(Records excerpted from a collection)
-- -- --

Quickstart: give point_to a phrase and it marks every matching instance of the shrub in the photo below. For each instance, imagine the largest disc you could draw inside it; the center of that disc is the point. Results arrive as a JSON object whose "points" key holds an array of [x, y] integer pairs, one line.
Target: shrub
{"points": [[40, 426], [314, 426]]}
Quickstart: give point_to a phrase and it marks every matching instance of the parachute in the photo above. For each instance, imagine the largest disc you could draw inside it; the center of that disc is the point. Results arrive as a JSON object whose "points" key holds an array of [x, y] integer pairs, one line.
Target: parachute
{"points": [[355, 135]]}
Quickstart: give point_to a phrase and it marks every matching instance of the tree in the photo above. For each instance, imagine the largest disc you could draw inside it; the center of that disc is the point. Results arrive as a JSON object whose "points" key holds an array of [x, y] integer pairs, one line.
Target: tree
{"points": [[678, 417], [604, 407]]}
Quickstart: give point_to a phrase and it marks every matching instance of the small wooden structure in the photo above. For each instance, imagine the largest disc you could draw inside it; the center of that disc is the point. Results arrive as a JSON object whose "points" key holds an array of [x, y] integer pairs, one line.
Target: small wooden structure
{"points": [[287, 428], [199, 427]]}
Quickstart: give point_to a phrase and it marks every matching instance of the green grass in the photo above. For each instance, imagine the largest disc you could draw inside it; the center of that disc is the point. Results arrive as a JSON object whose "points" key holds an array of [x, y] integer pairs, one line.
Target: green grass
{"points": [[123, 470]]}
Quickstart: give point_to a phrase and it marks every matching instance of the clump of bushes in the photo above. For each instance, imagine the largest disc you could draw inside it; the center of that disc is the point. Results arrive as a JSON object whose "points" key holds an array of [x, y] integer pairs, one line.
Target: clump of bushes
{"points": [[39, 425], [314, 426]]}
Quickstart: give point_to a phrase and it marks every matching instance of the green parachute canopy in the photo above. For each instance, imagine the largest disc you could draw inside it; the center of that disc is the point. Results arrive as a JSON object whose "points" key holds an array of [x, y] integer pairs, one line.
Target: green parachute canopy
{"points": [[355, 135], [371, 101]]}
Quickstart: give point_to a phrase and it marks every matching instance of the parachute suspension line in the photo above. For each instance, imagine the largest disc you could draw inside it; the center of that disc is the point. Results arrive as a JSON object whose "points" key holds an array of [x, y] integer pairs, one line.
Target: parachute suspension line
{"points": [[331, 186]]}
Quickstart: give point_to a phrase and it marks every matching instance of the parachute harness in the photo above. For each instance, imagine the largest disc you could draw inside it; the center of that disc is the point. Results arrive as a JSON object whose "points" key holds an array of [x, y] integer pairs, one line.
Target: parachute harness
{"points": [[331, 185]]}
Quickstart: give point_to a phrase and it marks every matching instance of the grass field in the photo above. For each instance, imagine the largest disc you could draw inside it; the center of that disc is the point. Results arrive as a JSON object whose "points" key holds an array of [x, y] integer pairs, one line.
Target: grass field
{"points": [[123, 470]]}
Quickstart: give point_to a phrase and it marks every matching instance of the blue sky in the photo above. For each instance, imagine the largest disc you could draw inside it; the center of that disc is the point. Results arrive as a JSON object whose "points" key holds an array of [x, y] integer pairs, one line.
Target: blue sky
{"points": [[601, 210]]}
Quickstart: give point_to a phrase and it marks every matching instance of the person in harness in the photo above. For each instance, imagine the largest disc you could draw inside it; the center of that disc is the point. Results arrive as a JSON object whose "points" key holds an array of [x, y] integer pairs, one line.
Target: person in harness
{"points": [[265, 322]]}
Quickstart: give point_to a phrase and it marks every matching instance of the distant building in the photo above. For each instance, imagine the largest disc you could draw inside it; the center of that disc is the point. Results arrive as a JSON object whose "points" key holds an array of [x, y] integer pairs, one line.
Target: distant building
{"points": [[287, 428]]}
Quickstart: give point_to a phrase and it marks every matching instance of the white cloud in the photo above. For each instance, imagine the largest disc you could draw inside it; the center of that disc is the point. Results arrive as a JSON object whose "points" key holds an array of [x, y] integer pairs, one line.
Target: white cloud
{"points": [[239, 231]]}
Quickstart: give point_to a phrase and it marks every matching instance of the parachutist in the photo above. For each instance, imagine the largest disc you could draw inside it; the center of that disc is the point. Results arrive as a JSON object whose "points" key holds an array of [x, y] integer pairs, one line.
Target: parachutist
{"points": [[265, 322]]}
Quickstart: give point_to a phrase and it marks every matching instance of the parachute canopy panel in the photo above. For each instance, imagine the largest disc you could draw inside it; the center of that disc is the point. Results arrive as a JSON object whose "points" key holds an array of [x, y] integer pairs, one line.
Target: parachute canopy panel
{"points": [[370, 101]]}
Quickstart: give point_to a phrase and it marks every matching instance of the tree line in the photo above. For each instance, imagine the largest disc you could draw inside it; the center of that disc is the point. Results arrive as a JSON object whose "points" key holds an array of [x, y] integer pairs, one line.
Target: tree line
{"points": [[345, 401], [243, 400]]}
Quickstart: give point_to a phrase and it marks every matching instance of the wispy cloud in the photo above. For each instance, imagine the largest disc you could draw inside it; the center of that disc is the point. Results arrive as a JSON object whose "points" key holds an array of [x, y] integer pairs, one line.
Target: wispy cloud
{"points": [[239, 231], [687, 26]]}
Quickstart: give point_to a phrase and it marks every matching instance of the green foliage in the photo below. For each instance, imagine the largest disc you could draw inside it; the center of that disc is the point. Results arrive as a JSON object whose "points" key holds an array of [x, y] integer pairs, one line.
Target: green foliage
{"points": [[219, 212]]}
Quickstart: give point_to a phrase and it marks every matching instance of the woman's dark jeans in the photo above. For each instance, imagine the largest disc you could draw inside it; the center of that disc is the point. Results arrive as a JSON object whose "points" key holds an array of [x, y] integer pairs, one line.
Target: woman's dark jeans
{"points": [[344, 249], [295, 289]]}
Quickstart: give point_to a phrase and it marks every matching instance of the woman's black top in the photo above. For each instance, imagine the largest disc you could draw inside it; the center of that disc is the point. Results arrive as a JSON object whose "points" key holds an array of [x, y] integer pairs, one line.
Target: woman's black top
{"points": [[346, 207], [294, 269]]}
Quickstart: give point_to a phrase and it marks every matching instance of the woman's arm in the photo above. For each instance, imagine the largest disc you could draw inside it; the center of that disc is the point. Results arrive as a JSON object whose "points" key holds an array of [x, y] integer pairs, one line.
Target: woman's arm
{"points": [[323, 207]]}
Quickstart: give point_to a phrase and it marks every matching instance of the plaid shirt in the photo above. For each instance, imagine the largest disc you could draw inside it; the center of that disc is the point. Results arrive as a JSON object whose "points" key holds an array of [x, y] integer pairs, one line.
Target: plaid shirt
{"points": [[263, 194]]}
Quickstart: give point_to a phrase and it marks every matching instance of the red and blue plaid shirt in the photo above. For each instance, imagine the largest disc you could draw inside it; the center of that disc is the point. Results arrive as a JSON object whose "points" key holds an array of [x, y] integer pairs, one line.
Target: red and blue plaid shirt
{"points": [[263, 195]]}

-- -- --

▶ ASSIGNMENT
Output only the lines from the one holding "the woman's black" through the last line above, exactly as they appear.

▶ RESULT FOR THIS EXERCISE
Quickstart: give point_to a phrase and it marks every matching instance of the woman's black top in the photo above. For each instance, imagine the largest disc you could draw inside it; the center of that disc is the point. Results arrive as a JSON object whose "points" key holds an array of [x, y] integer pairs, one line.
Target: woman's black top
{"points": [[346, 207], [294, 269]]}
Quickstart: give point_to a phrase and it marks every matching instance of the woman's arm in the photo above. For each instance, imagine the largest disc you could draw inside it; the center of that disc is the point. Results arrive as a JSON object whose "points" key holds an array of [x, y] integer pairs, one line.
Target: woman's arm
{"points": [[323, 207]]}
Quickstart: give point_to a phrase and it marks every matching instance of the plaid shirt in the photo above. For each instance, imagine the largest disc you could draw inside it; the center of that disc is the point. Results arrive as a JSON object whose "points" key holds an array of [x, y] integer pairs, one line.
Target: plaid shirt
{"points": [[263, 194]]}
Quickstart: give point_to a phrase and it marks every matching instance of the red and blue plaid shirt in the photo above. For each instance, imagine the largest disc you could draw inside it; the center of that disc is the point. Results arrive as a JSON object whose "points" key holds an array of [x, y] integer pairs, one line.
Target: red and blue plaid shirt
{"points": [[263, 195]]}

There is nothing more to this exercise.